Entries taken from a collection

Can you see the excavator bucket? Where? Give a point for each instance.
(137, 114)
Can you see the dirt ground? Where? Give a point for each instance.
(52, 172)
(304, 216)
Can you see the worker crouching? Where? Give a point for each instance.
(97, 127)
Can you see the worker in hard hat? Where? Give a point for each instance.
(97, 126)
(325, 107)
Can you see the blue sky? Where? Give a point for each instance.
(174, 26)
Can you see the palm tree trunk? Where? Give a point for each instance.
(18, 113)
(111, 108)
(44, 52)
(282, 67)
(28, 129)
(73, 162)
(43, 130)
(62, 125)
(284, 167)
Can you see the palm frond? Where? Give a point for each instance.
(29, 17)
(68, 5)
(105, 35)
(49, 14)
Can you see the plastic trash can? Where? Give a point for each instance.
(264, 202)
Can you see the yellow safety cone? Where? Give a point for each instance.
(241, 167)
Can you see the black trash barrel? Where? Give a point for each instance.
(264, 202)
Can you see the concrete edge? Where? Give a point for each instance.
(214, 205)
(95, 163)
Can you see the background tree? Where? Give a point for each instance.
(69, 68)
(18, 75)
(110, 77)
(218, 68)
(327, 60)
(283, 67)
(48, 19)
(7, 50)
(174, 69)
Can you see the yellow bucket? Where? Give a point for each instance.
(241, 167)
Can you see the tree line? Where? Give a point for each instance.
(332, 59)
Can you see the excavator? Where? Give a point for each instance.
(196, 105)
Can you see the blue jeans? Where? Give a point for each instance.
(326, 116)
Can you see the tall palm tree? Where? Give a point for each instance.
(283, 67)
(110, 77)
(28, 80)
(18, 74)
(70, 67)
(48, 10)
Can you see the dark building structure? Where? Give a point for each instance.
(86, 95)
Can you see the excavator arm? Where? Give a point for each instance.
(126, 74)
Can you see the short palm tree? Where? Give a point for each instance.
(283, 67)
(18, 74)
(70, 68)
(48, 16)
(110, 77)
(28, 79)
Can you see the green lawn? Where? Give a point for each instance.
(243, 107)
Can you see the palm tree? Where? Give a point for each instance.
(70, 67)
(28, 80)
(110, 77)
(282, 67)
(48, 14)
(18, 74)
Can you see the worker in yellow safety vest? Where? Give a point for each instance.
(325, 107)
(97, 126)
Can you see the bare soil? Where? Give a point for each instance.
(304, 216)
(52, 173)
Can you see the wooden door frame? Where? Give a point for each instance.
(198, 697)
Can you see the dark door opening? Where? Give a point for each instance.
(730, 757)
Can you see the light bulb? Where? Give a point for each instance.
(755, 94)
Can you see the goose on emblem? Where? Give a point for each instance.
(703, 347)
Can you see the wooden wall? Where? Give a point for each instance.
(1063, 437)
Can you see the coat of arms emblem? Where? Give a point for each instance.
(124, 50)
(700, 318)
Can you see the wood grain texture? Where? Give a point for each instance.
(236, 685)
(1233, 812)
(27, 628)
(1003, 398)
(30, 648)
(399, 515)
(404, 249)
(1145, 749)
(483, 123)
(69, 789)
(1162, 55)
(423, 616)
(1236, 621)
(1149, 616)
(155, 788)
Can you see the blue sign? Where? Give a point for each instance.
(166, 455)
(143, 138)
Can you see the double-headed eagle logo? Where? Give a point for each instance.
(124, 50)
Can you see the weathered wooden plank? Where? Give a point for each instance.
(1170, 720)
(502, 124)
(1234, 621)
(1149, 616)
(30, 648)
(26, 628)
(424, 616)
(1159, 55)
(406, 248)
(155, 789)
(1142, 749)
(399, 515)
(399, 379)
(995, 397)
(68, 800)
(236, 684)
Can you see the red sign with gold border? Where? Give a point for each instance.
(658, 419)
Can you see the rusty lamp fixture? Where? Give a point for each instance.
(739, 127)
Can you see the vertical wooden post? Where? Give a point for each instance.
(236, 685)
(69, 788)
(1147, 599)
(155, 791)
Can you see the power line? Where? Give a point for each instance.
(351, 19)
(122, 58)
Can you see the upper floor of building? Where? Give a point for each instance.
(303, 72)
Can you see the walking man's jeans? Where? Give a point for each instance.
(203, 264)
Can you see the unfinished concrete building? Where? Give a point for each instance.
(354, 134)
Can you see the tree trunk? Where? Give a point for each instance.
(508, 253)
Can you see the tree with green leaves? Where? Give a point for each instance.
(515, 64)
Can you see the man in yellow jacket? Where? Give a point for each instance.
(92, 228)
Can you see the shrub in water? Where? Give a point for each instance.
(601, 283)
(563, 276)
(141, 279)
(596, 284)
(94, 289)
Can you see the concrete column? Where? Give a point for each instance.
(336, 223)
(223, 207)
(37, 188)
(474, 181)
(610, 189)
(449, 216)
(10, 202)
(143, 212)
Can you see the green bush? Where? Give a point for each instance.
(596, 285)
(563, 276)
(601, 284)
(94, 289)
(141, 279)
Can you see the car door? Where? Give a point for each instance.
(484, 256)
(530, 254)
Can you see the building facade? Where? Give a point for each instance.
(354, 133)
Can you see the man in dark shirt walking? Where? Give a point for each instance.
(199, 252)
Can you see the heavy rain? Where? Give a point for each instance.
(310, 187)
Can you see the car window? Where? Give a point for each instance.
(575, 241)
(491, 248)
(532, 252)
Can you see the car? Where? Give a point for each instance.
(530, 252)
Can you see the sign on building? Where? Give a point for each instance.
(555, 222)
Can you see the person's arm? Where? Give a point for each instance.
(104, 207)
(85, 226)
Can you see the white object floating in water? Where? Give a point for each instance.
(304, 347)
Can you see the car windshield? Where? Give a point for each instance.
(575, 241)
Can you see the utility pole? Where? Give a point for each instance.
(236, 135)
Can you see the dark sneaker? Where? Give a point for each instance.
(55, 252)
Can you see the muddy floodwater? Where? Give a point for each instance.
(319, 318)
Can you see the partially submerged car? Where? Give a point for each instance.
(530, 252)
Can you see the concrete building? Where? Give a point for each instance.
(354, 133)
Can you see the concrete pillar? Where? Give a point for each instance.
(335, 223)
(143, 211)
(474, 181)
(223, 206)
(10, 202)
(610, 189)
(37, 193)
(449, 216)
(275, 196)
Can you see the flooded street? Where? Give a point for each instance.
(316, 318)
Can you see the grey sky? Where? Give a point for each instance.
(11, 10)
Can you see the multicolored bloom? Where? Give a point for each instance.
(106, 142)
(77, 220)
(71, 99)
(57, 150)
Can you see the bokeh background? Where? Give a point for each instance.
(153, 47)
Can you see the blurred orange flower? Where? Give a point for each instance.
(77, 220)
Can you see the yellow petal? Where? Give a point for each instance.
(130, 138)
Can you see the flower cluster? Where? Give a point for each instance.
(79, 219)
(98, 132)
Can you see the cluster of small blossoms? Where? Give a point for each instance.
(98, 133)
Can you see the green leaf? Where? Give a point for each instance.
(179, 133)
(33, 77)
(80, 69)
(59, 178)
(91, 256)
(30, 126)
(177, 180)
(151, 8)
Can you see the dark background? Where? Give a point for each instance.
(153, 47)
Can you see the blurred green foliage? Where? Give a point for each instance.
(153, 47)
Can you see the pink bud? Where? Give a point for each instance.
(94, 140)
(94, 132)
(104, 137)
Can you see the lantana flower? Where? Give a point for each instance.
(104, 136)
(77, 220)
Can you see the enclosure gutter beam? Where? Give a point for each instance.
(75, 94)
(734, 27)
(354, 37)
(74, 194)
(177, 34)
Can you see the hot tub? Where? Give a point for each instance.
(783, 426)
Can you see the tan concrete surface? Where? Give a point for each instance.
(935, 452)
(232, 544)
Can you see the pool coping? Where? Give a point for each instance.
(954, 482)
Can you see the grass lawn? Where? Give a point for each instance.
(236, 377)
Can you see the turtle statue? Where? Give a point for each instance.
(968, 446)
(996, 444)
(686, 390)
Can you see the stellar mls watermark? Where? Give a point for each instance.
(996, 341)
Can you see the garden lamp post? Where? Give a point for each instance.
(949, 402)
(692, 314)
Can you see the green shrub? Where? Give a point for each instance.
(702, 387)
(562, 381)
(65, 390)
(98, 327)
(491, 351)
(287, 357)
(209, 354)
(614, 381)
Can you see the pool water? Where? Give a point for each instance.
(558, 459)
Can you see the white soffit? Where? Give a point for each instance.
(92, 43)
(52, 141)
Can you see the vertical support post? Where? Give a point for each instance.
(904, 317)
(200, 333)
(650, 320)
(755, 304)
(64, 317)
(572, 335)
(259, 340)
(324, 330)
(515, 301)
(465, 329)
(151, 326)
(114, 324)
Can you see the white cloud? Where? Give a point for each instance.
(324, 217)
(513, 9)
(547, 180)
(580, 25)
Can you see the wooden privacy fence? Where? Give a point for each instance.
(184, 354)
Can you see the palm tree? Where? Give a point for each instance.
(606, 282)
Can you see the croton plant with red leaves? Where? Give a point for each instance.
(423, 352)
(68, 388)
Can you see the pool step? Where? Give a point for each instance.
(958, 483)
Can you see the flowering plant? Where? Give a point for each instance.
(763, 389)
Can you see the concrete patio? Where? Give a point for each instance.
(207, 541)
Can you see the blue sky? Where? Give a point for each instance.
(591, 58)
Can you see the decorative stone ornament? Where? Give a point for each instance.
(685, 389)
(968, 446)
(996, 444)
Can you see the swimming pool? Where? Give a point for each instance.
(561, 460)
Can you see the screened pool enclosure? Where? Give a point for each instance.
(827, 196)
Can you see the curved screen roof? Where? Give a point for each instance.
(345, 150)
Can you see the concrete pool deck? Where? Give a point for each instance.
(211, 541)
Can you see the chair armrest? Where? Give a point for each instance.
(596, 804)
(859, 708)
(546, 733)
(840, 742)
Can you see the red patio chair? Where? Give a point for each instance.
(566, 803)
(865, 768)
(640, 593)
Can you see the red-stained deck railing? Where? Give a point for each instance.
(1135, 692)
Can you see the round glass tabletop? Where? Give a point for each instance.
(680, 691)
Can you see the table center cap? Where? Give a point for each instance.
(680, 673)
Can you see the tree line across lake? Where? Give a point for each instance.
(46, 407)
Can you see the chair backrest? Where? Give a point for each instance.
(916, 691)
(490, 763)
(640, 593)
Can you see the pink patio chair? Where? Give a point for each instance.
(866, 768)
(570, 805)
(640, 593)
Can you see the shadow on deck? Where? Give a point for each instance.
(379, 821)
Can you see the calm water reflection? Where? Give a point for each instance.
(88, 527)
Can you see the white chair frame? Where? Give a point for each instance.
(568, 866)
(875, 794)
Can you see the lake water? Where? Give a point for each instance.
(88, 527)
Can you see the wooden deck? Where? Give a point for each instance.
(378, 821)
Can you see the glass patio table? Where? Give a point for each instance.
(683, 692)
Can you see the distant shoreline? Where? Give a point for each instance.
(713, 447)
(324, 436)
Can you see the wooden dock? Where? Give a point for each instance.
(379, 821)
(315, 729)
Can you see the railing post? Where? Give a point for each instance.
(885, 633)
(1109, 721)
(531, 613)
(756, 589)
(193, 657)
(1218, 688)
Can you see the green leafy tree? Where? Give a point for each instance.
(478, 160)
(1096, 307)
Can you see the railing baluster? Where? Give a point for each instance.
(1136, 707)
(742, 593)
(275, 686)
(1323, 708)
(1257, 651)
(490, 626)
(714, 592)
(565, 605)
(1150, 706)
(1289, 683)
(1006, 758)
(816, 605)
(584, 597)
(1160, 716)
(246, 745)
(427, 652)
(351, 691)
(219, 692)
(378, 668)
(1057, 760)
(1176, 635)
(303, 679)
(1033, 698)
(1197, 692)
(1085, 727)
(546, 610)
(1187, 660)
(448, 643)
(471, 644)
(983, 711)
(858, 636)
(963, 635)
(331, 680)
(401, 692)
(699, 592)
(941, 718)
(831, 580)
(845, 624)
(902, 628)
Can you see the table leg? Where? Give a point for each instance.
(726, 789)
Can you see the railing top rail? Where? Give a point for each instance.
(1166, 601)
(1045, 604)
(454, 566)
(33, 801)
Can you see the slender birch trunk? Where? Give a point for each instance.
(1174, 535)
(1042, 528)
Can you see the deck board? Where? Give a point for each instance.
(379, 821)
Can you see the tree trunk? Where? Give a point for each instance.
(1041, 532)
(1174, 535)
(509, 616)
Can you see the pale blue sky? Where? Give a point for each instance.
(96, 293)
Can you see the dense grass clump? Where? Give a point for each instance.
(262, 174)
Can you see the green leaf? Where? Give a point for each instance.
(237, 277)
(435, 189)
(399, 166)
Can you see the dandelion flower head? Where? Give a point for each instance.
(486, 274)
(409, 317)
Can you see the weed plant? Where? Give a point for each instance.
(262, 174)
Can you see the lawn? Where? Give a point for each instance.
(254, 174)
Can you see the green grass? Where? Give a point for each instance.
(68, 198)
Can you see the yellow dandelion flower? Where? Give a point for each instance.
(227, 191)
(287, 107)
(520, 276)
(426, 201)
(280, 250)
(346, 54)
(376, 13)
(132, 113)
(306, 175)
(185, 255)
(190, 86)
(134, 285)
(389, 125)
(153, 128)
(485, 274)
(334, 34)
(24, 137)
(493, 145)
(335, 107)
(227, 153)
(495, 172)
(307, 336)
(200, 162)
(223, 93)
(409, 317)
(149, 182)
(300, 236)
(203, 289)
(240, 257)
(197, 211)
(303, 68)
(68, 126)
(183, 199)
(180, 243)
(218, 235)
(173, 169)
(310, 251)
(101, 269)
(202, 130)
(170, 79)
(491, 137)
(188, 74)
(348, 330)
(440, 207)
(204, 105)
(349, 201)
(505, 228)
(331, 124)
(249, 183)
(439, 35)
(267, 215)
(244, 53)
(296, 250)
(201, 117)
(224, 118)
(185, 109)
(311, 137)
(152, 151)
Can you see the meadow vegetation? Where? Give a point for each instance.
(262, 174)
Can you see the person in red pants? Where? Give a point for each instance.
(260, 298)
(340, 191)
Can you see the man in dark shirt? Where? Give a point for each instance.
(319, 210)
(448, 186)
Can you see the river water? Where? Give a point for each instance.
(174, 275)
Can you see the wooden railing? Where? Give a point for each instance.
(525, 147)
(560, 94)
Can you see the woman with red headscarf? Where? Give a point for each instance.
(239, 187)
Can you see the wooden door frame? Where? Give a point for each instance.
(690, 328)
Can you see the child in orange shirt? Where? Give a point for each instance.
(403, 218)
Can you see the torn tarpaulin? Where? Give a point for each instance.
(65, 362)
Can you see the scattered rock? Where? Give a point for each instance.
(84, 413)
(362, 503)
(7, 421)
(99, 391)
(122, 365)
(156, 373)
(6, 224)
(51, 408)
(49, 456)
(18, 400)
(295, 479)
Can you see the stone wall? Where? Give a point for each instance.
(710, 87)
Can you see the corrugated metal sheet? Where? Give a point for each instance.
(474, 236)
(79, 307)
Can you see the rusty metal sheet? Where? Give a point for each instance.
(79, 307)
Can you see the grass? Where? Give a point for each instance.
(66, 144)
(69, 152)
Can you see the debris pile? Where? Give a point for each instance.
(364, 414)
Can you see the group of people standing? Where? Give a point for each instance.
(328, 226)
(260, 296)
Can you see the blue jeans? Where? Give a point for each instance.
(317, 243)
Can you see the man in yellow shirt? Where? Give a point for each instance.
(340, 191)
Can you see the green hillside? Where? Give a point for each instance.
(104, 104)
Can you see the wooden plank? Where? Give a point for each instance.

* **Brief**
Only the lines from the one containing "Can you see the scattered" to the end of the records should be repeated, exactly as they appear.

* **Response to the exercise**
Can you see the scattered rock? Where? Give a point for each instance.
(84, 413)
(362, 503)
(7, 421)
(99, 391)
(122, 365)
(156, 373)
(6, 224)
(51, 408)
(49, 456)
(18, 400)
(295, 479)
Can you see the stone wall? Where? Give a point for each instance.
(710, 87)
Can you see the corrugated metal sheet? Where? Give a point for each instance.
(474, 236)
(79, 307)
Can you see the rusty metal sheet? Where? Give a point for each instance.
(79, 307)
Can you see the grass? Where? Give a point for each instance.
(66, 144)
(69, 152)
Can you see the debris pile? Where? Give a point for each instance.
(364, 414)
Can you see the group of people standing? Where? Give a point for each instance.
(328, 226)
(260, 296)
Can you see the blue jeans? Where? Give a point for each instance.
(317, 243)
Can you see the man in yellow shirt? Where? Give a point for each instance.
(340, 191)
Can you see the green hillside? Where? Give a point for each instance.
(104, 104)
Can you see the wooden plank? Where? Give a point for each instance.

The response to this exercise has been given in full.